* WORK ORDER 1
Summarize the introduction on machine learning with Databricks in two sentences.

Machine Learning with Databricks on Azure

Introduction

Machine learning is an important part of exhausting the full value of big data. Advanced algorithms can be used to gather all kinds of information from almost any kind of data source. However, the process of gathering the data, making the data usable and training models on the data is not so easily done. Hence a sophisticated machine learning life cycle is already an achievement, but a platform which can be used for all steps of the life cycle is even rarer. Though, Databricks provides in this aspect.

Databricks is a cloud development environment for data engineers, data scientists and data analysts. It can be deployed on multiple cloud environments like Azure or AWS. Databricks mainly uses Spark functionalities for engineering, python and MLFlow for machine learning and SQL queries for analysis. One of many benefits of Databricks is that different teams like data engineers and data scientists can collaborate in one environment to be able to produce an entire machine learning life cycle together. However, since the compute capacities in Databricks are provided by clusters, which take a certain time to start, deploying machine learning models can be very costly and time inefficient. This is not really a problem when models are served for batch inference, however when models are to be served on demand, efficiency is key and there is a solution for that.

* EXTRACTED DATA
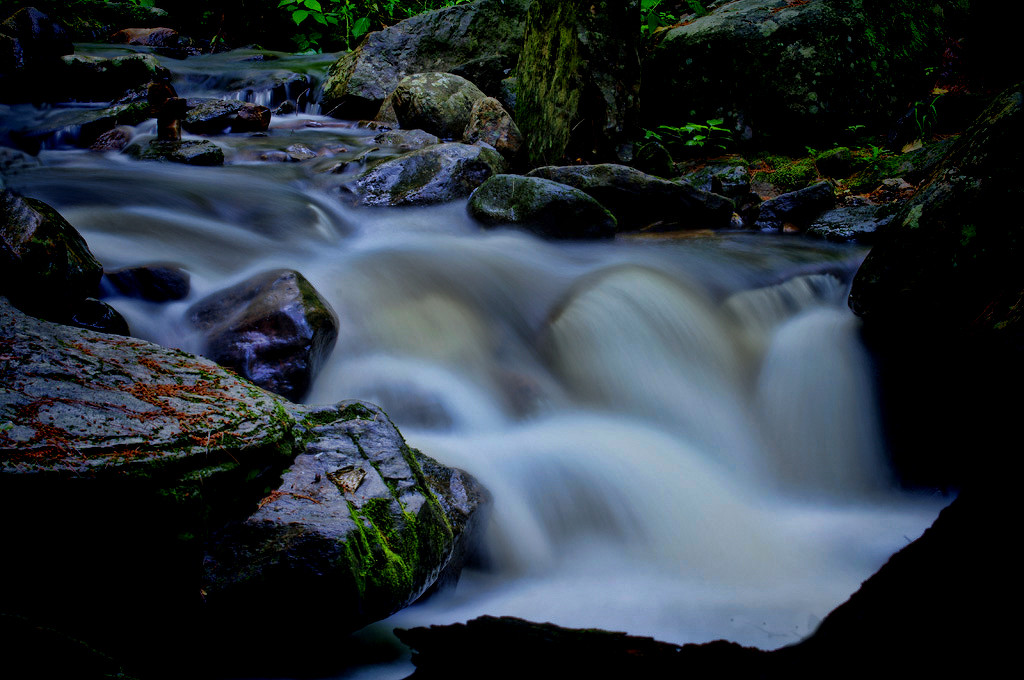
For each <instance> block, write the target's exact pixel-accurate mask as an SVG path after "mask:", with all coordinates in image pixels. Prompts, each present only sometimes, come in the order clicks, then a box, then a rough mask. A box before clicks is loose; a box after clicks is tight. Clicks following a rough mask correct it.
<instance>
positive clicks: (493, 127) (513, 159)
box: [462, 97, 523, 163]
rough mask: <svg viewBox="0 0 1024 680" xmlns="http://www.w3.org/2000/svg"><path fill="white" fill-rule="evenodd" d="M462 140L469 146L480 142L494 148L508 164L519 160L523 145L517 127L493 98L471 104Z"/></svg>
mask: <svg viewBox="0 0 1024 680" xmlns="http://www.w3.org/2000/svg"><path fill="white" fill-rule="evenodd" d="M462 138H463V140H464V141H465V142H466V143H469V144H475V143H477V142H481V143H484V144H487V145H488V146H494V147H495V151H497V152H498V153H499V154H501V155H502V156H504V157H505V159H506V160H507V161H509V162H510V163H511V162H514V161H515V160H516V159H518V158H519V152H520V151H521V150H522V144H523V138H522V132H520V131H519V126H517V125H516V124H515V121H513V120H512V117H511V116H510V115H509V113H508V112H507V111H505V108H504V107H503V105H502V104H501V102H500V101H499V100H498V99H496V98H494V97H484V98H482V99H479V100H478V101H477V102H476V103H474V104H473V110H472V111H471V112H469V123H467V124H466V129H465V131H464V132H463V135H462Z"/></svg>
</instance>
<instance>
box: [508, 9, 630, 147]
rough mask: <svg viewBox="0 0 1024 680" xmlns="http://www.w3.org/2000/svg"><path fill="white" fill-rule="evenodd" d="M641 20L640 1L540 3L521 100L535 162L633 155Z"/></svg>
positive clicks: (520, 84) (525, 39)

* WORK ORDER 2
Return the lines of the listing verbatim, starting with the line that contains "</instance>" and going on through the end of the listing.

* WRITTEN ANSWER 1
Machine learning is essential to getting the full value of big data, but gathering data, making it usable and training models on it is difficult, and a platform that supports every step of the machine learning life cycle is rare. Databricks is a cloud development environment, deployable on Azure or AWS, where data engineers, data scientists and data analysts can collaborate on an entire life cycle, although its clusters take time to start, which can make deploying models for on-demand serving costly and time-inefficient.

* WRITTEN ANSWER 2
</instance>
<instance>
box: [508, 9, 630, 147]
rough mask: <svg viewBox="0 0 1024 680" xmlns="http://www.w3.org/2000/svg"><path fill="white" fill-rule="evenodd" d="M641 20L640 1L540 3L521 100L535 162L633 155Z"/></svg>
positive clicks: (520, 84) (525, 39)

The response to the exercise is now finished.